*** TEXTE À ANALYSER

Par suite de la récessivité des allèles mutés des 2 gènes, aucun descendant albinos ne peut naître de cette union.
b - A propos de l’arbre généalogique de la famille Claude
C’est un exercice de synthèse où les recherches à faire ne sont pas détaillées. L’élève doit :
- discuter de la récessivité ou de la dominance des allèles du gène à l’origine de l’albinisme oculaire ;
- argumenter en faveur de l’idée que dans cette famille, l’albinisme oculaire s’explique sans difficulté par les mutations d’un gène situé sur le chromosome X et qu’il est peu probable qu’il s’agisse d’une hérédité autosomale ;
- repérer que dans cette famille l’allèle en cause se transmet de génération en génération par l’intermédiaire des femmes qui doivent être hétérozygotes (un allèle « normal » du gène en cause et un allèle muté récessif) ;
- expliquer que l’absence de garçon ayant le phénotype « albinisme oculaire » dans les générations III et IV est dû au hasard de la rencontre des gamètes au cours de la fécondation.
- En confrontant ces conclusions avec les informations sur les gènes dont certaines mutations engendrent le phénotype albinos, l’élève doit supposer que le gène OA1 est situé sur le chromosome X.
- L’analyse des séquences indique que les hommes ayant le phénotype « albinisme oculaire » possèdent tous un allèle muté du gène OA1 et que les hommes ayant une pigmentation normale ont un génotype sans cet allèle muté, avec un allèle normal. Cette corrélation est une relation de cause à effet démontrant que dans cette famille le gène OA1 est bien impliqué dans l’albinisme oculaire. Le fait que les hommes n’aient qu’un seul allèle confirme que le gène en jeu est situé sur le chromosome X.
- Les femmes assurant le lien entre les générations successives ont un génotype avec un allèle normal et un allèle muté du gène OA1. Cela confirme leur rôle dans la transmission de l’allèle muté au fil des générations. Elle produisent deux types de gamètes avec la même probabilité ; c’est par le hasard de la fécondation que les femmes V1, V4 et V6 n’aient eu que des garçons ayant un albinisme oculaire.
- Prédiction de la descendance du couple III3-famille Antoine et VI1-famille Claude
Trois gènes sont en jeu : Tyrosinase, OCA2, OA1
On ne dispose pas d’informations sur les allèles du gène OA1 possédés par la femme III3. On admettra que ce sont des allèles normaux.

******
*** ENREGISTREMENTS EXTRAITS

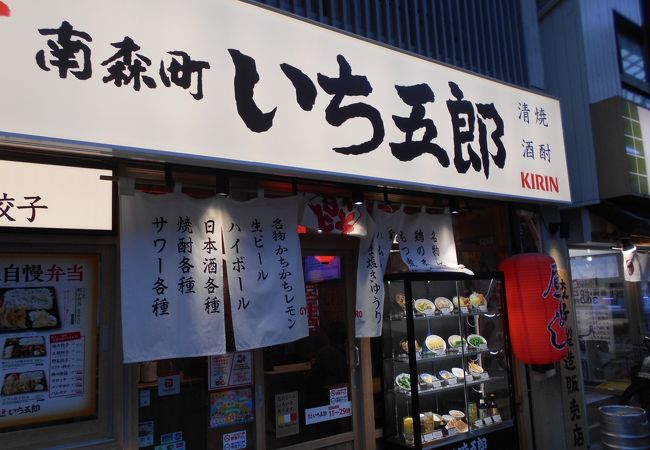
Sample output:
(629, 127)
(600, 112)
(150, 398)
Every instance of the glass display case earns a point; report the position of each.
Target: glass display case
(447, 369)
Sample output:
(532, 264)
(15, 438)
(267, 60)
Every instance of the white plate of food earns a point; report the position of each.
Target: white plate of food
(478, 300)
(476, 341)
(404, 345)
(427, 378)
(446, 375)
(403, 381)
(444, 305)
(424, 306)
(456, 342)
(460, 301)
(435, 343)
(475, 369)
(458, 373)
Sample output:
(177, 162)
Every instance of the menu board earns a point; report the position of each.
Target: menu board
(48, 337)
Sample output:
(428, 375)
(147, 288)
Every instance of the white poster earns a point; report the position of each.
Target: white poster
(426, 242)
(264, 267)
(230, 83)
(631, 265)
(374, 250)
(172, 277)
(48, 337)
(52, 196)
(231, 369)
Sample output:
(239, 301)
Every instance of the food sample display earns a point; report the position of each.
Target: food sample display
(462, 365)
(28, 309)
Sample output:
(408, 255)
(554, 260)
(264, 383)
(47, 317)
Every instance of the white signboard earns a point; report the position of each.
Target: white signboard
(264, 267)
(232, 84)
(371, 265)
(172, 277)
(234, 441)
(49, 196)
(231, 369)
(426, 242)
(328, 412)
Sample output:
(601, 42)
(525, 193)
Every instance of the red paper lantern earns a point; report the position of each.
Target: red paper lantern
(535, 315)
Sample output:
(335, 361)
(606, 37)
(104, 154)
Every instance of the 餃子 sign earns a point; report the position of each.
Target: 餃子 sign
(233, 84)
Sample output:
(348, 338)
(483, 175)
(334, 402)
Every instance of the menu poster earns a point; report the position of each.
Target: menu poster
(48, 337)
(231, 407)
(371, 265)
(172, 277)
(426, 242)
(264, 267)
(231, 369)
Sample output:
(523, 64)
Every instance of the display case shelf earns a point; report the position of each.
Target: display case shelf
(414, 412)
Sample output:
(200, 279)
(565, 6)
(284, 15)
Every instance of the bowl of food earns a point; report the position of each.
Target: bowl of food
(404, 345)
(475, 369)
(460, 301)
(403, 382)
(478, 300)
(458, 373)
(476, 341)
(457, 342)
(427, 380)
(446, 375)
(456, 414)
(424, 306)
(435, 344)
(444, 305)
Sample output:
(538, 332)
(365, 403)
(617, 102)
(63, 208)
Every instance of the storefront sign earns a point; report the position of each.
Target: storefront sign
(49, 196)
(231, 407)
(256, 97)
(328, 412)
(145, 434)
(169, 438)
(338, 395)
(48, 306)
(264, 267)
(286, 414)
(576, 429)
(170, 385)
(231, 369)
(426, 242)
(172, 277)
(234, 441)
(374, 250)
(180, 445)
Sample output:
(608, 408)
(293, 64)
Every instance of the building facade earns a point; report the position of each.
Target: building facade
(241, 98)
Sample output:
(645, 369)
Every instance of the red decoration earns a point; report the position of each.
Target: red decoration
(535, 314)
(324, 259)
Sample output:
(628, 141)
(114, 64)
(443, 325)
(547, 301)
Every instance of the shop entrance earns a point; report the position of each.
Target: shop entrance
(311, 384)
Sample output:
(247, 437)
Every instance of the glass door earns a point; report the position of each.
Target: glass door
(310, 383)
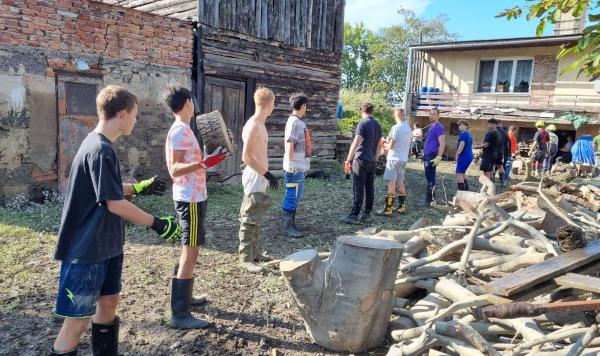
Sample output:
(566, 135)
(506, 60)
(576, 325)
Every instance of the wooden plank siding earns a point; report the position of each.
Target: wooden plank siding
(317, 24)
(286, 45)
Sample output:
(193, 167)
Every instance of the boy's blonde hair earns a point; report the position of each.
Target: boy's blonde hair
(263, 96)
(113, 99)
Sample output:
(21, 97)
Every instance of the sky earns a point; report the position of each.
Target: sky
(470, 19)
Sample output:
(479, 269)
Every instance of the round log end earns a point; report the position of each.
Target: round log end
(370, 241)
(297, 259)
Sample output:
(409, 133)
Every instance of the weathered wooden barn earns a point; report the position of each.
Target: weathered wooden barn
(286, 45)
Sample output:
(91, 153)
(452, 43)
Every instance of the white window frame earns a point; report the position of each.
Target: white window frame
(497, 60)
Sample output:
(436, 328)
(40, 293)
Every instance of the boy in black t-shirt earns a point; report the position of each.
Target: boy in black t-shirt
(91, 236)
(489, 156)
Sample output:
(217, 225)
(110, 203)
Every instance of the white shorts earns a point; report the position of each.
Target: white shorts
(253, 182)
(394, 171)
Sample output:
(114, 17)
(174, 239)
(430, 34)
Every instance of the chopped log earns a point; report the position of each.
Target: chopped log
(475, 339)
(523, 260)
(521, 309)
(582, 343)
(457, 345)
(427, 307)
(573, 280)
(524, 326)
(469, 245)
(569, 238)
(346, 301)
(538, 273)
(552, 337)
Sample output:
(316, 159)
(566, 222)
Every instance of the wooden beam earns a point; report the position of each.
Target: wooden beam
(578, 281)
(540, 272)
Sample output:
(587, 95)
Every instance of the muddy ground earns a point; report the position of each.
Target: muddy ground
(250, 314)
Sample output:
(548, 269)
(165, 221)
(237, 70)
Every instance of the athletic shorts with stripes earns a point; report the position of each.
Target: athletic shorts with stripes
(191, 220)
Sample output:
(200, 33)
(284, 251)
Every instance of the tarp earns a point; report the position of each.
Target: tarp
(576, 119)
(583, 151)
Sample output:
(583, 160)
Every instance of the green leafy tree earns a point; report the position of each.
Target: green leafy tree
(356, 58)
(390, 51)
(587, 48)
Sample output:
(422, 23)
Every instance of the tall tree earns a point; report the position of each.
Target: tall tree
(390, 51)
(587, 48)
(356, 58)
(377, 62)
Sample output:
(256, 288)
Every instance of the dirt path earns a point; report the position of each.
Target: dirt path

******

### LISTE DES CONSIGNES
**1)** Résumez en deux phrases le texte sur l'albinisme oculaire.
**2)** Recopiez le passage du texte sur l'albinisme oculaire qui va de « - L’analyse des » à « un albinisme oculaire. ».
Les enregistrements forment un matériau distinct du texte.

### RÉPONSES
**1)** Dans cet exercice de synthèse sur l'arbre généalogique de la famille Claude, l'élève doit établir que l'albinisme oculaire s'explique par un allèle muté récessif d'un gène situé sur le chromosome X, transmis de génération en génération par des femmes hétérozygotes. L'analyse des séquences montre que tous les hommes atteints possèdent un allèle muté du gène OA1, ce qui démontre l'implication de ce gène et confirme sa localisation sur le chromosome X.

**2)**
- L’analyse des séquences indique que les hommes ayant le phénotype « albinisme oculaire » possèdent tous un allèle muté du gène OA1 et que les hommes ayant une pigmentation normale ont un génotype sans cet allèle muté, avec un allèle normal. Cette corrélation est une relation de cause à effet démontrant que dans cette famille le gène OA1 est bien impliqué dans l’albinisme oculaire. Le fait que les hommes n’aient qu’un seul allèle confirme que le gène en jeu est situé sur le chromosome X.
- Les femmes assurant le lien entre les générations successives ont un génotype avec un allèle normal et un allèle muté du gène OA1. Cela confirme leur rôle dans la transmission de l’allèle muté au fil des générations. Elle produisent deux types de gamètes avec la même probabilité ; c’est par le hasard de la fécondation que les femmes V1, V4 et V6 n’aient eu que des garçons ayant un albinisme oculaire.